**Work required**
From the MNIST digit recognition tutorial, extract the passage that opens with the words containing "You can use" and closes with "the MNIST dataset.".

HandWritten Digit Recognition on MNIST Dataset | Machine Learning Project using Python

Hello and welcome,

Machine learning problems are about learning from the data to predict the "Behaviour" of unknown data or upcoming data. The digits example is a classic and it's like a hello world! in ML.

Overview on Project and Problem Statement
Load Dataset and dataset overview
Train and Test Dataset
Building 2-Detector Model
Measure Model Performance
Performance Visualization
Conclusion

Handwritten Digit Recognition

In this blog, we are going to solve this problem from scratch by installing all the tools, understanding the code, and using a very well-known library called scikit-learn. Let's get started.

You can use Jupyter Notebook or Google Colab for developing the project. I will use Goggle Colab and will make the notebook available for you in case any doubt arises.

Project Overview

There are some scanned images(handwritten digits) in the dataset and for each digit, we know the label(digit) it represents. for instance, there's an image, we know it's representing number 7. the problem statement is to make the ML model capable to learn from all images and predict the correct outcome on unseen images or digits.

Dataset Overview

Sklearn has some built-in datasets that allow you to start quickly without downloading any external datasets. If you want to download any external dataset of digits you can. I am going to use a popular Sklearn dataset known as the MNIST dataset.

from sklearn.datasets import fetch_openml 
#load dataset as 
mnist = fetch_openml('mnist_784')

Now, to see the data and target variable use the following code.

print(mnist.data.shape)

**Stored data**
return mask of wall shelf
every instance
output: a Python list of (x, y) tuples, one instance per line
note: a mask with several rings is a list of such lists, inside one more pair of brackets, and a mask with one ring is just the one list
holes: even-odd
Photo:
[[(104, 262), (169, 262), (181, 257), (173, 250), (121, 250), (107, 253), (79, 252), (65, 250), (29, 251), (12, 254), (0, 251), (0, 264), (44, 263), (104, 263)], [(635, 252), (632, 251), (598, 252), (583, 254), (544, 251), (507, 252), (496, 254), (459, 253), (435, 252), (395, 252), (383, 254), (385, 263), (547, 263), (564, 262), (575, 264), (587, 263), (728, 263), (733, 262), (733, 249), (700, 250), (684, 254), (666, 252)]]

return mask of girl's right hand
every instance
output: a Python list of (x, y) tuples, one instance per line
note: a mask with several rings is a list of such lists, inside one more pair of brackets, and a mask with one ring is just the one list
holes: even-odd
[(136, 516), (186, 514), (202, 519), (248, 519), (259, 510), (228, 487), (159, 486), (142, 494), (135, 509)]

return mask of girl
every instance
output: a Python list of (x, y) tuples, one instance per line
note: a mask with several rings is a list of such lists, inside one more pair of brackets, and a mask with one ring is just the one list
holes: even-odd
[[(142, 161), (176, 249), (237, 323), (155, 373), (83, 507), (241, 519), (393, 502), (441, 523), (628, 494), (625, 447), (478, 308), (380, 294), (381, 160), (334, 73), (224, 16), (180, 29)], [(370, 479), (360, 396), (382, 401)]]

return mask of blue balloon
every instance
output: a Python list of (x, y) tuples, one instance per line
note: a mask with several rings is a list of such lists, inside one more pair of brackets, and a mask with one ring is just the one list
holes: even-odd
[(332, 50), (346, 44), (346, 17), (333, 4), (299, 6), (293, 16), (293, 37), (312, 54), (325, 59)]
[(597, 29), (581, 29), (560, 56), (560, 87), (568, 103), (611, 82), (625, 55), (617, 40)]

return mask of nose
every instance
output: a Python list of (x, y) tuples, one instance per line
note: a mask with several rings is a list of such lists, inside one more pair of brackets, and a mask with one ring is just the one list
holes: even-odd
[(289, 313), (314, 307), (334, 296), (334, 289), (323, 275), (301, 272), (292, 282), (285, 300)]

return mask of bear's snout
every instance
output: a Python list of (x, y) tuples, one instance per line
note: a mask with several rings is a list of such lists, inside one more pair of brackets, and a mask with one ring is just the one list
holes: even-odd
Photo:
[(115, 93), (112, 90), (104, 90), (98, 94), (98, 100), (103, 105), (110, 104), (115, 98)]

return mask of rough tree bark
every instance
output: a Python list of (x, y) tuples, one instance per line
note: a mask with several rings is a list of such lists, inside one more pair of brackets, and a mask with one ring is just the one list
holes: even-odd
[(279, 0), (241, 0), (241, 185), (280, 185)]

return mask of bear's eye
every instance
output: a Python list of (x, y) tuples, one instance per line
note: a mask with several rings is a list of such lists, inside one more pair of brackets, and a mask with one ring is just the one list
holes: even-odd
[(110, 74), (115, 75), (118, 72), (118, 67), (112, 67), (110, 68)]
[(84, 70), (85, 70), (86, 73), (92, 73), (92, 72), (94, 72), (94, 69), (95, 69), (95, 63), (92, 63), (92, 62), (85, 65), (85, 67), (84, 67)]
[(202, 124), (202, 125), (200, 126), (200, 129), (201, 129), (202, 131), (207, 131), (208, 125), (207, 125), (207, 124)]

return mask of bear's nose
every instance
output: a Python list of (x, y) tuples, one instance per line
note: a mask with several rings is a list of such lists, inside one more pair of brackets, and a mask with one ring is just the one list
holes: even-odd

**Exercise result**
You can use Jupyter Notebook or Google Colab for developing the project. I will use Goggle Colab and will make the notebook available for you in case any doubt arises.

Project Overview

There are some scanned images(handwritten digits) in the dataset and for each digit, we know the label(digit) it represents. for instance, there's an image, we know it's representing number 7. the problem statement is to make the ML model capable to learn from all images and predict the correct outcome on unseen images or digits.

Dataset Overview

Sklearn has some built-in datasets that allow you to start quickly without downloading any external datasets. If you want to download any external dataset of digits you can. I am going to use a popular Sklearn dataset known as the MNIST dataset.